▶ **WORK ORDER**
Scan the material below for the string "window". Report every line that has it.

BEGIN RECORDS SUPPLIED

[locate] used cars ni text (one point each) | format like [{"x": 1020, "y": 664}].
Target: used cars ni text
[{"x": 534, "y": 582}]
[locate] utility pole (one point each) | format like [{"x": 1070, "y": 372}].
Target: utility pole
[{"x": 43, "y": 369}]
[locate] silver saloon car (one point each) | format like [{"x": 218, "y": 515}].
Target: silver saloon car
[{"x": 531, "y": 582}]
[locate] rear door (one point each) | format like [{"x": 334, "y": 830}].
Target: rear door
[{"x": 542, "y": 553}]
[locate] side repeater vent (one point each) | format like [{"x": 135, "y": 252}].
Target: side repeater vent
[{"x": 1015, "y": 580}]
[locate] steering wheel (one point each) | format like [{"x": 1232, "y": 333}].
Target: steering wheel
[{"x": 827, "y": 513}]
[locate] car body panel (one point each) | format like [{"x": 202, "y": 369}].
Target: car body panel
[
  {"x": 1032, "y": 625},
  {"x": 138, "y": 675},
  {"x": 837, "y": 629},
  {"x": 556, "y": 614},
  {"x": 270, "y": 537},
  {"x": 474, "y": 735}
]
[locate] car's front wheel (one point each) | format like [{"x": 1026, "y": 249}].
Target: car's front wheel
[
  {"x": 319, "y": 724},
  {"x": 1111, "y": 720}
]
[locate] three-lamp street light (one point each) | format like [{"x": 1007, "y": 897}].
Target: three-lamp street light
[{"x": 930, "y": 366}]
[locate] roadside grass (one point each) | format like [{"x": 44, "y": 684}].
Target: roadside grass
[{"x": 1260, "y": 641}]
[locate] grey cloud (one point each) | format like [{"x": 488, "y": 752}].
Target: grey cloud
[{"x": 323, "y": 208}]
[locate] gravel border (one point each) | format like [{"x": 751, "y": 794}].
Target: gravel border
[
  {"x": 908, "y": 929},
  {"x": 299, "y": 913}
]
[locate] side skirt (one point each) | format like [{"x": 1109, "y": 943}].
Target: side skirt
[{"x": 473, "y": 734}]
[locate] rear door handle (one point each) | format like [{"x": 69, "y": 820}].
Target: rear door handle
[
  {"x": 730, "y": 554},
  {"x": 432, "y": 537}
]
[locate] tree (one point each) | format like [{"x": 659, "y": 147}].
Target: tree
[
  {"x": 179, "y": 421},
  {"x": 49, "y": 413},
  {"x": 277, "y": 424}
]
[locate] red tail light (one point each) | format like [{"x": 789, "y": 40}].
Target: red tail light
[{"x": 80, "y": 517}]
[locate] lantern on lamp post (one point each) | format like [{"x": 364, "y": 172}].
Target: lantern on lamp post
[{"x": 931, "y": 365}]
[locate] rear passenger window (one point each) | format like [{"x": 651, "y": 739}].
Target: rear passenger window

END RECORDS SUPPLIED

▶ **EXERCISE SOLUTION**
[locate] rear passenger window (one point each) | format like [{"x": 651, "y": 739}].
Target: rear passenger window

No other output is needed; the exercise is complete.